Required actions:
[1] In the article on Infuse and sterility-related complications, in what year did the Food and Drug Administration approve Infuse?
[2] Resume the article on Infuse and sterility-related complications from the point where it stops.

Text section:
......
Among the 69 patients treated by Dr. Carragee who received Infuse, five men developed the complication related to sterility, in contrast to one patient among the 174 men who received a bone graft. The condition resolved itself in half of those six patients.

Two surgeons who were involved in the original Infuse trial defended their findings in statements, saying that not enough men had experienced sterility-related complications in their study to statistically link the problem to Infuse. The surgeons, Dr. J. Kenneth Burkus and Dr. Thomas A. Zdeblick, noted the complication in a medical journal article published soon after Infuse was approved by the Food and Drug Administration in 2002, but they divided those patients by the surgical technique used, not by whether or not the men had received Infuse.

In his Web article, Dr. Carragee questioned why the researchers had not broken out the patients in their study between those who had received Infuse and those who had not, a method that he said was a standard way to present clinical trial results.

In an e-mail, Dr. Zdeblick said Dr. Carragee’s study was of limited value because it reflected the results of a retrospective look at patients rather than a clinical trial. Such reports “are notorious for being misleading,” he wrote.

The new study is likely to intensify a debate over whether industry-financed researchers present study findings in ways that favor the interests of corporate sponsors. Dr. Burkus, who practices in Columbus, Ga., and Dr. Zdeblick, a professor at the University of Wisconsin, have each received millions of dollars from Medtronic in consulting fees or royalty payments.
......
Stored data:
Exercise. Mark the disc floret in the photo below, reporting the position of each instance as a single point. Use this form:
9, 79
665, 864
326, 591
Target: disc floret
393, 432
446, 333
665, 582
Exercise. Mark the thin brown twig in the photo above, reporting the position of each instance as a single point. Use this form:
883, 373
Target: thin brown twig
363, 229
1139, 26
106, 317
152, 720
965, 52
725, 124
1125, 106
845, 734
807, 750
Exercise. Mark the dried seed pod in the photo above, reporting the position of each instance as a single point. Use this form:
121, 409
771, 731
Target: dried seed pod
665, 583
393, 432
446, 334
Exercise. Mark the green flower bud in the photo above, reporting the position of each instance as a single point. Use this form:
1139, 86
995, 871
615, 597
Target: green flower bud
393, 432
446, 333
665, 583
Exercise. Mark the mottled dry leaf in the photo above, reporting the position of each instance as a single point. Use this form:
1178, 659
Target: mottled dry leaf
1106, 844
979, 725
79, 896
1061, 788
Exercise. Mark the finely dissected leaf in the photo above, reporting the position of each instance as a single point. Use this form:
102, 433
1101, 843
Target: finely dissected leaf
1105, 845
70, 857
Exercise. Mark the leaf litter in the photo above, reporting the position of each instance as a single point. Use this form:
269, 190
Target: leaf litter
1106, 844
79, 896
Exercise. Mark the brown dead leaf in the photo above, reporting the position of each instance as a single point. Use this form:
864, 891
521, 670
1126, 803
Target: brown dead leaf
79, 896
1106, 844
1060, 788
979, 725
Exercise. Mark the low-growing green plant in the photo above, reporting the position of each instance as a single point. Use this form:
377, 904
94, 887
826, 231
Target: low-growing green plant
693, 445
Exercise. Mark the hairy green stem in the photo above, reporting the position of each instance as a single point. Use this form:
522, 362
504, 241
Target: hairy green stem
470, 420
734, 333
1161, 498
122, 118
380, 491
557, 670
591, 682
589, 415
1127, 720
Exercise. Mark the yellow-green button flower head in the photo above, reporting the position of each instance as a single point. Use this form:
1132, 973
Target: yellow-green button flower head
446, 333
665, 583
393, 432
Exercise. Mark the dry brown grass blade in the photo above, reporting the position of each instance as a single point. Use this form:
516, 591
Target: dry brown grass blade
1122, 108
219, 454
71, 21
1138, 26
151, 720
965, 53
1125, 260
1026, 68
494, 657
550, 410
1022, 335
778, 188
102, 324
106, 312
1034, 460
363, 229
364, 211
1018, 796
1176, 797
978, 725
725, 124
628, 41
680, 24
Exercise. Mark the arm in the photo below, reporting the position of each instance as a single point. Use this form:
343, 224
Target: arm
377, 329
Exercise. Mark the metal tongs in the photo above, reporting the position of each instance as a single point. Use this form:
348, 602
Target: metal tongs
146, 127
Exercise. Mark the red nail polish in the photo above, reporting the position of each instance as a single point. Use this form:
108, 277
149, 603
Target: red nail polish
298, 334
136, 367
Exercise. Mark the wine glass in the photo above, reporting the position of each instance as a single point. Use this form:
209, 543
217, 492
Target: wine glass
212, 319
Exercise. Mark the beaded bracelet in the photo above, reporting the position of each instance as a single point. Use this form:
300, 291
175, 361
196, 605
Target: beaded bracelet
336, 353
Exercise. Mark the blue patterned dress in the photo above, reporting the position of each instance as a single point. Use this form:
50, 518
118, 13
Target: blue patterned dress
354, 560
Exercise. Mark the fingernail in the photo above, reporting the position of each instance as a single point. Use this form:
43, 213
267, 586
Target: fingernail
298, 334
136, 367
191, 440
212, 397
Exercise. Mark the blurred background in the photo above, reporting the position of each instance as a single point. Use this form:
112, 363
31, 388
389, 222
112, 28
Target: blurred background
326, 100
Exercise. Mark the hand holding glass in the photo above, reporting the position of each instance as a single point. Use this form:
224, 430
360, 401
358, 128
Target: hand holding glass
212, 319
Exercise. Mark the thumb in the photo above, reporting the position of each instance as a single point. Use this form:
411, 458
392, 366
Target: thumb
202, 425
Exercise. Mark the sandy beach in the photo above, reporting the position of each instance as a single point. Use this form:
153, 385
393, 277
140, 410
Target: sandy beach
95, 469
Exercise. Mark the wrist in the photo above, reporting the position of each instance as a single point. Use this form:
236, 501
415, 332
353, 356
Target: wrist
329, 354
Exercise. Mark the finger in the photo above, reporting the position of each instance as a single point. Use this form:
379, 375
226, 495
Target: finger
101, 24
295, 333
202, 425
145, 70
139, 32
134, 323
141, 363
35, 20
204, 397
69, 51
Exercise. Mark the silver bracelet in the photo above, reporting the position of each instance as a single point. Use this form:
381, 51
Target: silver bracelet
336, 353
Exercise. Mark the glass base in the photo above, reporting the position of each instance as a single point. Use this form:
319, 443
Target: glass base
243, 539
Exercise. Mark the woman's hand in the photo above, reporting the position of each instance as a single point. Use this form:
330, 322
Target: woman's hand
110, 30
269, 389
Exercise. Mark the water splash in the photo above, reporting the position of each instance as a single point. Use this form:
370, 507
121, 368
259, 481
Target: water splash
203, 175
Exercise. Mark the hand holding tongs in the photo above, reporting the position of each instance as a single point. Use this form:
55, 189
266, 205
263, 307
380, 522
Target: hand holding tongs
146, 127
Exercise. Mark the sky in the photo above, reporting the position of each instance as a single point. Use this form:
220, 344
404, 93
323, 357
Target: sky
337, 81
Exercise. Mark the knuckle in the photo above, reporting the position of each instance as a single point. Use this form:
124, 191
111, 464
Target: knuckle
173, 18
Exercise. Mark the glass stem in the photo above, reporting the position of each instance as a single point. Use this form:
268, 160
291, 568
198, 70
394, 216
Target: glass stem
......
Exercise responses:
[1] 2002

[2]
Both men have adamantly insisted that those financial relationships have not affected their scientific judgment.

Nevertheless, in a commentary accompanying the new study, Dr. James D. Kang of the University of Pittsburgh wrote that industry support was one way to explain the different conclusions reached by Dr. Carragee and the Medtronic-sponsored researchers.

“There does not seem to be any rational explanation for these observational differences,” Dr. Kang wrote.

Dr. Dan M. Spengler, a professor and former chairman of orthopedic surgery at Vanderbilt University, who was not involved with the study, said it added to growing evidence about various risks from Infuse. “It’s just startling to me,” he said.

Marybeth Thorsgaard, a spokeswoman for Medtronic, based in Minneapolis, said the company believed that it had provided the F.D.A. and doctors with all available medical information about Infuse. Analysts have estimated that sales of Infuse reached about $900 million in Medtronic’s most recent fiscal year; overall company sales hit $16 billion during that period.

“You have to consider the totality of the data that has been presented, not how one study was reported,” said Ms. Thorsgaard.

Dr. Carragee’s report is not the first time doctors have challenged how Medtronic-sponsored researchers characterized the risks of Infuse in medical articles.

Since 2006, an orthopedic surgeon in Croatia, Dr. Tomislav Smoljanovic, has written more than 35 letters to medical journals questioning the claims. In their 2002 report, Dr. Burkus and Dr. Zdeblick reported that a major clinical study involving Infuse had found no adverse effects with the product, including the sterility-related complication.

Among other things, Dr. Smoljanovic and colleagues pointed out in letters that the Medtronic-sponsored researchers, while identifying that six men in their study had developed the sterility-related complication, had not identified how many of those men had received Infuse as opposed to a bone graft.

Last year, Dr. Burkus and his colleagues publicly disclosed in response to the Croatian physicians’ letters that five of the six men affected in their study had received Infuse. However, they have insisted that the figure was not statistically significant to link the problem with Infuse.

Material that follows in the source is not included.